Animation film festival in Brussels, Belgium

The Brussels International Animation Film Festival, commonly known as Anima Festival, is an annual animation film festival held in Brussels, Belgium. Founded in 1982, it has been an Academy Award qualifying festival since 2014, with its international animated short film Grand Prix winner becoming eligible for the Oscars.

==History==
The festival was founded in 1982 in Brussels by Philippe Moins under the name Rencontres du cinéma d'animation (Animation Film Encounters). The inaugural edition was organized while Moins was completing his civilian service with the Confédération Parascolaire and was held at the Riches-Claires Cultural Centre, where it attracted an audience of 1,500 people.

Throughout its history, the event underwent multiple name changes, including Semaine de l'animation and Festival du dessin animé, before officially adopting the name Anima in 2003. In 2014, Anima became an Academy Award–qualifying festival after receiving recognition from the Academy of Motion Picture Arts and Sciences. Since then, the Grand Prix winner of its international animated short film competition has been eligible for consideration in the Academy Award for Best Animated Short Film category. That same year, founder Philippe Moins stepped down from the festival's leadership after 33 years, remaining involved thereafter as an artistic consultant. In 2021, the festival's 40th edition was held entirely online because of the COVID-19 pandemic. Geoblocked to viewers within Belgium, the virtual event offered more than 250 films on demand alongside live online broadcasts. Additionally, Anima is recognized as a qualifying event for the British Academy Film Awards, with selected British short films becoming eligible for the BAFTA Award for Best Short Animation.

The festival's attendance increased from 1,500 visitors at its inaugural edition in 1982 to 5,000 in 1983, before ranging between 5,000 and 10,000 annually from 1984 to 1991. Attendance surpassed 20,000 after the festival relocated to Passage 44 in 1992, reached 35,000 by 1996, and totaled 35,000 spectators during both the 2009 and 2010 editions. By 2025, the festival attracted more than 30,000 visitors for a second consecutive year.

::::

== Problems to solve ==
**a.** Reproduce the portion of the Anima Festival article between "Animation film festival in" and "of 1,500 people.", inclusive.
**b.** In the Anima Festival article, at what venue was the festival's inaugural edition held?

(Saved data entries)
::::

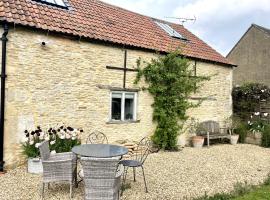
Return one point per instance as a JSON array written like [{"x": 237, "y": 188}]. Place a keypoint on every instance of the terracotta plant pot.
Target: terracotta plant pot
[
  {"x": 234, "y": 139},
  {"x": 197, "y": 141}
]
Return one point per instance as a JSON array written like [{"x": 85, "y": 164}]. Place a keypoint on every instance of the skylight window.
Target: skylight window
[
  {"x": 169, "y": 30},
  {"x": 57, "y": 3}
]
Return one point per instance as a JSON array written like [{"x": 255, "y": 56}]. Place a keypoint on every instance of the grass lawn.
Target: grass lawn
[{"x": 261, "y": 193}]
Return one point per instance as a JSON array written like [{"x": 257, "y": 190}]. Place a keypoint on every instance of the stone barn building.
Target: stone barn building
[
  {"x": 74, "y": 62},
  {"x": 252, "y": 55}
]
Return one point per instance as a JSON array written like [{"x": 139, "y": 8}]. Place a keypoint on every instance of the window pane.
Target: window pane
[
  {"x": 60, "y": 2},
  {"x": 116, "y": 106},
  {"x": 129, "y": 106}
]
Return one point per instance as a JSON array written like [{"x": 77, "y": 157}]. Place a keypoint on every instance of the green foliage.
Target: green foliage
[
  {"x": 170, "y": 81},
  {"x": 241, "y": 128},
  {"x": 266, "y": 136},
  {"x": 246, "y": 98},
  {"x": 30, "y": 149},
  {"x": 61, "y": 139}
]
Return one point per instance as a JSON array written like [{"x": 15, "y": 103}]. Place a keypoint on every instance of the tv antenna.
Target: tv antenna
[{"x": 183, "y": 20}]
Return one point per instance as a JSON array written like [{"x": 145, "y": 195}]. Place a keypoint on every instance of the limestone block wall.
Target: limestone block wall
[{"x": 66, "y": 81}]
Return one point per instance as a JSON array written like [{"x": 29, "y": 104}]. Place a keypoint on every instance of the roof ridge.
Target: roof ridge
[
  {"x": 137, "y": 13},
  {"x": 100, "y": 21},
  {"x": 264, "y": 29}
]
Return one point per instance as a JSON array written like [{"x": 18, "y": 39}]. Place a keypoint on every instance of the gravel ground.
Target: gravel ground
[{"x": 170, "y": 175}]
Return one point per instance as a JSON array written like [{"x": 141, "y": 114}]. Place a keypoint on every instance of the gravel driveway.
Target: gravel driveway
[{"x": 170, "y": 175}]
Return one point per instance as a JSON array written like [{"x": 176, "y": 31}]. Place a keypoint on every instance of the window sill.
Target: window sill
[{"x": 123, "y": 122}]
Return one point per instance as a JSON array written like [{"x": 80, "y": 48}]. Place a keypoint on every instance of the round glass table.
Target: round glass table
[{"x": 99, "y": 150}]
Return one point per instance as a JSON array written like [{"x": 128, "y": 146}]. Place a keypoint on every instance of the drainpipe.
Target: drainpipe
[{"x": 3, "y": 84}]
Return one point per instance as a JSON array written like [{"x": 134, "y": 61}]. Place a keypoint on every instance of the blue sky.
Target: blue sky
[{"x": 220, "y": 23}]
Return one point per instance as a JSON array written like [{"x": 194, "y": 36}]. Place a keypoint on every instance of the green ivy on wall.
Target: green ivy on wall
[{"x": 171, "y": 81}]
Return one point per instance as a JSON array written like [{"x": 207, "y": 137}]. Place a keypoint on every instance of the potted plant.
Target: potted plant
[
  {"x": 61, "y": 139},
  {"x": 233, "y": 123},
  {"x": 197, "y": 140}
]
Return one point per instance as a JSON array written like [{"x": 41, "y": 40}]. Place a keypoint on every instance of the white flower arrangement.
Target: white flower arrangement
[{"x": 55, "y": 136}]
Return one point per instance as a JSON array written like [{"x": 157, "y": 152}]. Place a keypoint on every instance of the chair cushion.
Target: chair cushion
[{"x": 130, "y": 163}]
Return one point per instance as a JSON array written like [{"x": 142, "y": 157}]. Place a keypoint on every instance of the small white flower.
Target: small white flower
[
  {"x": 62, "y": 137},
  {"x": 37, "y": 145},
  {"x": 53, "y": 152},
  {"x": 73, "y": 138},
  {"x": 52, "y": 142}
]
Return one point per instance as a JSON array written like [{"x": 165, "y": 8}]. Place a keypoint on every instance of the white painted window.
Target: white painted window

::::

== List of answers ==
**a.**
Animation film festival in Brussels, Belgium

The Brussels International Animation Film Festival, commonly known as Anima Festival, is an annual animation film festival held in Brussels, Belgium. Founded in 1982, it has been an Academy Award qualifying festival since 2014, with its international animated short film Grand Prix winner becoming eligible for the Oscars.

==History==
The festival was founded in 1982 in Brussels by Philippe Moins under the name Rencontres du cinéma d'animation (Animation Film Encounters). The inaugural edition was organized while Moins was completing his civilian service with the Confédération Parascolaire and was held at the Riches-Claires Cultural Centre, where it attracted an audience of 1,500 people.

**b.** The Riches-Claires Cultural Centre.